* [What this exercise asks]
1. According to the passage on privately funded public hospital admissions, what share of hospitalisations were funded by private health insurance in 2015–16?
2. Summarize the passage on privately funded public hospital admissions in two sentences.
3. Write the next part of the passage on privately funded public hospital admissions, picking up after its final sentence.

======== Text passage ========

According to the report, private health insurance-funded hospitalisations increased from 8.2 per cent of hospitalisations in 2006–07 to 13.9 per cent in 2015–16 - an average annual increase of 9.6 per cent.

"We note a significant growth in privately funded public hospitals admissions by state, particularly Queensland. We don’t think it’s the best use of the health dollar for public hospitals to game the system," said Dr Rachel David, CEO of Private Healthcare Australia.

Australian Private Hospitals Association CEO, Michael Roff, said the increase was a direct result of hospital staff pressuring patients while in the emergency department.

“These data are clear evidence of public hospital staff trawling though emergency departments, triaging patients by their insurance status, not their need for treatment," he said.

"A public hospital emergency department should be solely focussed on the clinical care of the patients who present there, it is not the place for hospital administrators to pressure and blackmail patients in an unseemly cash-grab.

“The AIHW figures also provide more information on the unconscionable practice of allowing private patients to jump the queue for elective surgery while public patients are forced to wait longer, often with conditions that affect their quality of life, mobility or capacity to work.”

======== Recorded data ========

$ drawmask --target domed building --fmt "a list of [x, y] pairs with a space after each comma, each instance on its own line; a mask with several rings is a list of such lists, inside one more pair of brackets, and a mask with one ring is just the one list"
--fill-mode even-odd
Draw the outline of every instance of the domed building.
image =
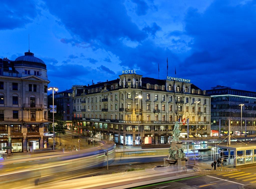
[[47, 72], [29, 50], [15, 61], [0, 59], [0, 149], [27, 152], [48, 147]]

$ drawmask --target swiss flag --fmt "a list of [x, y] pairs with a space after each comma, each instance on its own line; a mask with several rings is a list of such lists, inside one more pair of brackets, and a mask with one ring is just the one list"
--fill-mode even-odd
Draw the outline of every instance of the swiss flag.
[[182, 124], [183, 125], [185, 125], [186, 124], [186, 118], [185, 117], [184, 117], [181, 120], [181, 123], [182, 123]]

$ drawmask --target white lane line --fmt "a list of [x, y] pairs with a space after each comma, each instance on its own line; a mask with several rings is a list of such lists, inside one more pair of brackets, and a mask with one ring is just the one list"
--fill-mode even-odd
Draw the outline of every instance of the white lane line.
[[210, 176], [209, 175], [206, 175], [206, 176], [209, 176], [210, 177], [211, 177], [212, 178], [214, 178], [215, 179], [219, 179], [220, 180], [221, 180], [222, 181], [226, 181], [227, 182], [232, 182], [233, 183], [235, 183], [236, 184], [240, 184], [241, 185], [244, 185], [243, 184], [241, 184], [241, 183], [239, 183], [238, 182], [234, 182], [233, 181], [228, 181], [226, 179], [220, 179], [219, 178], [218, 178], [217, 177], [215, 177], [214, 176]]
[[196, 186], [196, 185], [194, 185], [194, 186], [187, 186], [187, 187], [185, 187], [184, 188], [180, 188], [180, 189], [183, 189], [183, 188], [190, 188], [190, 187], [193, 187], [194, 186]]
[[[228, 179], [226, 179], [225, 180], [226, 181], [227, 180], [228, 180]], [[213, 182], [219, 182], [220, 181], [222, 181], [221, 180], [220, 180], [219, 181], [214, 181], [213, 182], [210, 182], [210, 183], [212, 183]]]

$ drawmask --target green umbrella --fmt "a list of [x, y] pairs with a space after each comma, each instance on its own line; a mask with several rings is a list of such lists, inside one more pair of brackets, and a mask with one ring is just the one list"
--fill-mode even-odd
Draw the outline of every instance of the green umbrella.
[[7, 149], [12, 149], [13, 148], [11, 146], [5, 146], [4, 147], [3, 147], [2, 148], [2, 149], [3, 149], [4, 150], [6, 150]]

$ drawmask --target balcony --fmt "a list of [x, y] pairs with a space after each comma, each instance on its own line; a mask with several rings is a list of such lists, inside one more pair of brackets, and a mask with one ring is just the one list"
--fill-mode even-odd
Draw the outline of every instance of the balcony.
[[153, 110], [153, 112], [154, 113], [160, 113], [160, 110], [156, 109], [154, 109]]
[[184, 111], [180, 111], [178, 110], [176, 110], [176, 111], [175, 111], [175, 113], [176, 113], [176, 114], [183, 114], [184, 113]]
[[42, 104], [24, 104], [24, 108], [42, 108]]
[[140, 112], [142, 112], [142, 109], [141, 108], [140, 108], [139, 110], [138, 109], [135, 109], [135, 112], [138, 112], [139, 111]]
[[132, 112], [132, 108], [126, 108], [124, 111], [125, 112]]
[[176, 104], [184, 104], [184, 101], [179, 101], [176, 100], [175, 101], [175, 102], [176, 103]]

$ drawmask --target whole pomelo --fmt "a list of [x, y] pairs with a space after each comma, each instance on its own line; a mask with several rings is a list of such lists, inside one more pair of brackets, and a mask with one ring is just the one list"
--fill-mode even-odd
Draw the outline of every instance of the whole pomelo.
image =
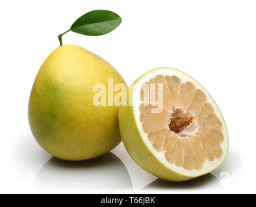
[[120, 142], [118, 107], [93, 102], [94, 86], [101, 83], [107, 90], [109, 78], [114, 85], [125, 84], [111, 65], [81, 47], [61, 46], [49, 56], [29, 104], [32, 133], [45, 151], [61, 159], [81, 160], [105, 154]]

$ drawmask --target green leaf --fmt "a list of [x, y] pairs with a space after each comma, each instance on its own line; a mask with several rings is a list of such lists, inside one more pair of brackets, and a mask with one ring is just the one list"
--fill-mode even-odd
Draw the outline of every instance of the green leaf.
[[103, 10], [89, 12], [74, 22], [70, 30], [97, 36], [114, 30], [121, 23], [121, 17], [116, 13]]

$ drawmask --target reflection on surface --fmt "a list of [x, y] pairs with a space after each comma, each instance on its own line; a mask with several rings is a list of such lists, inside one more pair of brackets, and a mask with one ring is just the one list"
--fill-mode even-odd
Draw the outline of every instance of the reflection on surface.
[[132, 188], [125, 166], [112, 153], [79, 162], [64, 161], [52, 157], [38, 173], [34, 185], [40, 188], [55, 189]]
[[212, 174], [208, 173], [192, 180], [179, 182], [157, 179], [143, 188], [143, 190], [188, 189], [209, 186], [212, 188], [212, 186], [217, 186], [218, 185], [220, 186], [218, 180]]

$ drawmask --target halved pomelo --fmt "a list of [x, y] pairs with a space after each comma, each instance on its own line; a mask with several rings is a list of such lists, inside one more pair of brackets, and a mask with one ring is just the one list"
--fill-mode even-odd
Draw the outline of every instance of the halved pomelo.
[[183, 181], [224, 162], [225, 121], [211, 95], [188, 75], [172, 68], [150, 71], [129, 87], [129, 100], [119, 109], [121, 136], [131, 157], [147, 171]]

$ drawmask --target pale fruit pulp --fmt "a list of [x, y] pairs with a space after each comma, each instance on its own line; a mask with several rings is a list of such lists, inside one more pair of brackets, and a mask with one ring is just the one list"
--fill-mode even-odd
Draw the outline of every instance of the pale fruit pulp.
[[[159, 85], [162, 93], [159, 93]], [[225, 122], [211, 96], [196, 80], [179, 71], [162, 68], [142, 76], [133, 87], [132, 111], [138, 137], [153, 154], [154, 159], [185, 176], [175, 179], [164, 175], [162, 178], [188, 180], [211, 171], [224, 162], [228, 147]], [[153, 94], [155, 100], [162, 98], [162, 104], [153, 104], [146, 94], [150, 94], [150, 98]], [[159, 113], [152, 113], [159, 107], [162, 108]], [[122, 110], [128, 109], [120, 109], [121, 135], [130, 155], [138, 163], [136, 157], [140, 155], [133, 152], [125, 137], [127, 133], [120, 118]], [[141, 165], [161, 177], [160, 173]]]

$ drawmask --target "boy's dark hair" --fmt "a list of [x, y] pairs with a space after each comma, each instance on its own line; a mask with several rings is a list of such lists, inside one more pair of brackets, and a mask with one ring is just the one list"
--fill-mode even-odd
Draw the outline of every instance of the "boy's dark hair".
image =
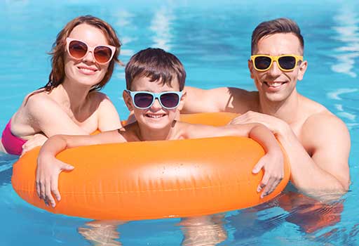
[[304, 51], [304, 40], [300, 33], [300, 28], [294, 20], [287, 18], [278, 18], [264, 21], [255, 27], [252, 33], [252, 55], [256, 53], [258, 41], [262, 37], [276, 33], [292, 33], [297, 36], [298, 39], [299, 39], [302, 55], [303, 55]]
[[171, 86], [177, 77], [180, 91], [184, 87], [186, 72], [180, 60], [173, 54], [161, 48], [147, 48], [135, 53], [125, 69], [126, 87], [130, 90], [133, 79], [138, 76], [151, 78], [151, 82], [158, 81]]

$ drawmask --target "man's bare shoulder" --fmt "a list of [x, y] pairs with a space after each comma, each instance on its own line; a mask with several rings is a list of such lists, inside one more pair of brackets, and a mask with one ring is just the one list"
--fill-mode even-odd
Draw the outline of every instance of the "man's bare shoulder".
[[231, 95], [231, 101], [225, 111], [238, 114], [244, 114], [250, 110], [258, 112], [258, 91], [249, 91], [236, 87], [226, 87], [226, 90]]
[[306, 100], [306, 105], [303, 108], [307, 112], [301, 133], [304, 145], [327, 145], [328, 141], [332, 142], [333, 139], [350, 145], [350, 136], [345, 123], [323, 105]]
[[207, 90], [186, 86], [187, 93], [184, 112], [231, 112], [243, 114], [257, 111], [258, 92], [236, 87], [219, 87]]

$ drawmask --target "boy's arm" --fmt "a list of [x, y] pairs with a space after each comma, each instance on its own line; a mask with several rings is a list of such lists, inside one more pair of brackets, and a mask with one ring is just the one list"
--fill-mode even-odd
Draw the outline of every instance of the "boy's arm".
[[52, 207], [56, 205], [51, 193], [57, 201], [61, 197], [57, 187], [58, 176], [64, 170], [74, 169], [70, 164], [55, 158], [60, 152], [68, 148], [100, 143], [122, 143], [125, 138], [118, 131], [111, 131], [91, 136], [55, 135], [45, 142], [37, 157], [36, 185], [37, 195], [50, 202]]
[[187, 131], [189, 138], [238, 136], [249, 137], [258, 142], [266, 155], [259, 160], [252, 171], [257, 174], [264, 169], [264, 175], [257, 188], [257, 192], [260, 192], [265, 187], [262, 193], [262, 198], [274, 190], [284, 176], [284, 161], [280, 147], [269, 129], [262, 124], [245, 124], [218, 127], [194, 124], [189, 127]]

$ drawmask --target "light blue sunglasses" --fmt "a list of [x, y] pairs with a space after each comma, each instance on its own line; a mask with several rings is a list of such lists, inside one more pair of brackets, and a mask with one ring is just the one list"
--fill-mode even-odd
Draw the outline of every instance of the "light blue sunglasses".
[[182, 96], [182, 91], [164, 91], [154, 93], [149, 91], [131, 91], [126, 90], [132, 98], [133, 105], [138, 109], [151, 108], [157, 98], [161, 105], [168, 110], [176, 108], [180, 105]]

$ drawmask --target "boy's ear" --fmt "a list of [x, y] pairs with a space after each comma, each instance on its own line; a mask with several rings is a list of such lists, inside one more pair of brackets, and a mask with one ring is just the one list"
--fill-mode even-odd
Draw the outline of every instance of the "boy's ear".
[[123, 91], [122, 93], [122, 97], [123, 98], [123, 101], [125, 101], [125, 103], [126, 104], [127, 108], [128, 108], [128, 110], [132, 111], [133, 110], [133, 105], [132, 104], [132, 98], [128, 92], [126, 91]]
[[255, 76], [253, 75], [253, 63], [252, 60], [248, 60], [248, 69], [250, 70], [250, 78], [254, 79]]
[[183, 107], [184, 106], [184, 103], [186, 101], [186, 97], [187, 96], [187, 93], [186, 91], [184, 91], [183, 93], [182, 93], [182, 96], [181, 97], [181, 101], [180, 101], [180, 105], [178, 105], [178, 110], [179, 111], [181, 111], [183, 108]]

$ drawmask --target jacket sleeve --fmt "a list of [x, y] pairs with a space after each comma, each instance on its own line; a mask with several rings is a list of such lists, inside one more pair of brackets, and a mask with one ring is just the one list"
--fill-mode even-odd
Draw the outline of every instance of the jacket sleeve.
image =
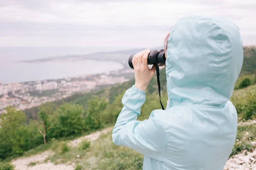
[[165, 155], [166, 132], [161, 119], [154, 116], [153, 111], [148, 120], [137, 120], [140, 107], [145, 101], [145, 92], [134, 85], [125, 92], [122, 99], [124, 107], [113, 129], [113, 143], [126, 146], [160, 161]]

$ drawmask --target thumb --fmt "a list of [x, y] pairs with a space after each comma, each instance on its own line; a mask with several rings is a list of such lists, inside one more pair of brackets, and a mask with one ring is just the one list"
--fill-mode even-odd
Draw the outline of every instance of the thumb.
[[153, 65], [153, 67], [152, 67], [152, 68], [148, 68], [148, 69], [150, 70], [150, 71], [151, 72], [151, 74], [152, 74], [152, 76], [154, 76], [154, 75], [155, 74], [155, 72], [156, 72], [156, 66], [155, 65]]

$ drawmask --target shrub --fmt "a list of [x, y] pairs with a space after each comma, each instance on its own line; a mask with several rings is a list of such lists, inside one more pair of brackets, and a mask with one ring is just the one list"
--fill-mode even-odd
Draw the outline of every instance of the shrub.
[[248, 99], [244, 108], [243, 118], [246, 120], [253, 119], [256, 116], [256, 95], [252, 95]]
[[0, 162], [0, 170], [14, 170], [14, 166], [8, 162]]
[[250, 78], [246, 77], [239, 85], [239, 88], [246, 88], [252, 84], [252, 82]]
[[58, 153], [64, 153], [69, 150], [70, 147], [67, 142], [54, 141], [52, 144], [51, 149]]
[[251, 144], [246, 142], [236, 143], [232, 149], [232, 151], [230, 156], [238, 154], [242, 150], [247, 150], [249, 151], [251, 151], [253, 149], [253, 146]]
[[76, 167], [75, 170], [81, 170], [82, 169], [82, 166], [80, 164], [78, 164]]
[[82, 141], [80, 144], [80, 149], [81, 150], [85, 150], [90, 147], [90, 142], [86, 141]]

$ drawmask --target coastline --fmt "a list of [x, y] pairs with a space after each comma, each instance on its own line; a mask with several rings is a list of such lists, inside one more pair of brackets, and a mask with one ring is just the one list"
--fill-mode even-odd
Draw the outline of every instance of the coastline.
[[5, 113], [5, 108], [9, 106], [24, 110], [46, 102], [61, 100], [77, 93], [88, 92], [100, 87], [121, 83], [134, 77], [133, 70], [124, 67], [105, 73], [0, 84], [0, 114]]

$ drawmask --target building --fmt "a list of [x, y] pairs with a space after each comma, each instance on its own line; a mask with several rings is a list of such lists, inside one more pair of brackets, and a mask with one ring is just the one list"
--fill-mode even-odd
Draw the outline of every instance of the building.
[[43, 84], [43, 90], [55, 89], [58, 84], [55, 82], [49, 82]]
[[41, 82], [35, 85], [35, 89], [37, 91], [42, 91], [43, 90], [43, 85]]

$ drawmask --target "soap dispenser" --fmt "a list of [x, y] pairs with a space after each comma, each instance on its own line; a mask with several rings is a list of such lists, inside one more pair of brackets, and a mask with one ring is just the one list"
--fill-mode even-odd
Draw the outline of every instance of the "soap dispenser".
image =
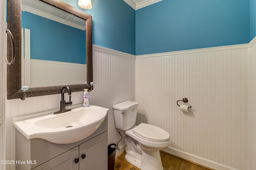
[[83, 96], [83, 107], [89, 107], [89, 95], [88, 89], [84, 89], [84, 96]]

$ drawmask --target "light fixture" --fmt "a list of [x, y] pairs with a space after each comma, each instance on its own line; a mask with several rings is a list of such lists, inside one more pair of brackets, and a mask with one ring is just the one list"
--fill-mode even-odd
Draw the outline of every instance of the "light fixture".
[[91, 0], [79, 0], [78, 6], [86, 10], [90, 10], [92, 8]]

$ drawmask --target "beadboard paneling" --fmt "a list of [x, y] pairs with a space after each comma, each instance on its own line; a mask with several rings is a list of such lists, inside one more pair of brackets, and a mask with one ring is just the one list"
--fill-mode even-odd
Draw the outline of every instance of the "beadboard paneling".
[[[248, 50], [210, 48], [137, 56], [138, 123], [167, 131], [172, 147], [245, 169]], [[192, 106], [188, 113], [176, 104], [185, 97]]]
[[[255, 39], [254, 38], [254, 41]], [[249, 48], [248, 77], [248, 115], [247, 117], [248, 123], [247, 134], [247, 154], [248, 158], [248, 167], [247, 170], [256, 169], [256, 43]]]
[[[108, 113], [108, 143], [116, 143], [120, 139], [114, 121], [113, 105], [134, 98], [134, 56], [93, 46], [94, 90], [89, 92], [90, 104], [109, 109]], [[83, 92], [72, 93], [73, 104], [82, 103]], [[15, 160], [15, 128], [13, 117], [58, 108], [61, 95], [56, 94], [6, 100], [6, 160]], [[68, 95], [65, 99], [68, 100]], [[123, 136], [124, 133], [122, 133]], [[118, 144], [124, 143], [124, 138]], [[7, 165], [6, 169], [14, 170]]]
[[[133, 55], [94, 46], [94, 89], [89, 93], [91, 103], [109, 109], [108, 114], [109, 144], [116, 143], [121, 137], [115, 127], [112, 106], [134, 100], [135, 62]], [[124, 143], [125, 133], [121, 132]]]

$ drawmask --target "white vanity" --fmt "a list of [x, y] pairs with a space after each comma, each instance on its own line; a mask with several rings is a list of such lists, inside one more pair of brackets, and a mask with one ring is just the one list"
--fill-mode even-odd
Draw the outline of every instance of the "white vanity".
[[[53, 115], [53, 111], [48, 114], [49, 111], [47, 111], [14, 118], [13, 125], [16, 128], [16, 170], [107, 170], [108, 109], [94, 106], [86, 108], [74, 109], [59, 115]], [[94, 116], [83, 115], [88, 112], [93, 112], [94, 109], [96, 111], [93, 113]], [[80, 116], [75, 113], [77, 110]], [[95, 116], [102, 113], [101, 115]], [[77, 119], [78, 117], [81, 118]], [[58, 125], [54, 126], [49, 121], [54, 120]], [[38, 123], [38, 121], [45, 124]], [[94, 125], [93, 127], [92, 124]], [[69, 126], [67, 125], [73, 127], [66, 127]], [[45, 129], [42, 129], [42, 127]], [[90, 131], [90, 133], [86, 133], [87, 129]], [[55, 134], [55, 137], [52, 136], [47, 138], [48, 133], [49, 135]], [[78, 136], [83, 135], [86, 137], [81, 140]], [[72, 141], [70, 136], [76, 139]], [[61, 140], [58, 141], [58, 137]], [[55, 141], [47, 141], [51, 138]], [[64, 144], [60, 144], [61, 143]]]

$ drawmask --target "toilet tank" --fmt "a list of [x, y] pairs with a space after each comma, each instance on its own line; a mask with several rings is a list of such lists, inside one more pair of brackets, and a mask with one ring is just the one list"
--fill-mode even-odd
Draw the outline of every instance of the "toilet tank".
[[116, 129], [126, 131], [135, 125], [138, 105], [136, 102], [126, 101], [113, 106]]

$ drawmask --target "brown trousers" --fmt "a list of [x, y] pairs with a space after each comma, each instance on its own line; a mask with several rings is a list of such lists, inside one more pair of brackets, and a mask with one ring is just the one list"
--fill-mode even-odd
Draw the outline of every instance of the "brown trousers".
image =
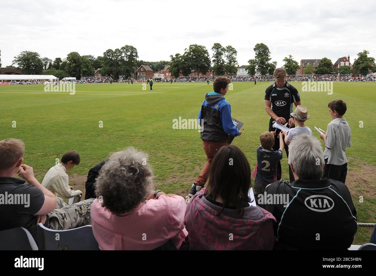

========

* [Answers to the exercises]
1. 13.9 per cent

2. A report found that private health insurance-funded hospitalisations rose from 8.2 per cent in 2006–07 to 13.9 per cent in 2015–16, an average annual increase of 9.6 per cent. Dr Rachel David of Private Healthcare Australia said public hospitals were gaming the system, while Michael Roff of the Australian Private Hospitals Association blamed staff who pressure emergency patients and condemned letting private patients jump the queue for elective surgery.

3.
Defence Health CEO, Gerard Fogarty, said, "Firstly, the fact private patients are pushed up the waiting list is unethical and a violation of Medicare rules and every health agreement in the country. Secondly, as a private patient in a private hospital, the surgery would take place almost immediately. In such a case, the public hospital setting provides no value or comfort for a private patient. 

"Private health insurance is a vital element of our health system. But the 'harvesting of private patients by public hospitals' is pushing $1.1 billion in costs each year onto insurers. That’s why we continue to call on the government to reform this practice and remove further cost pressures on the privately insured."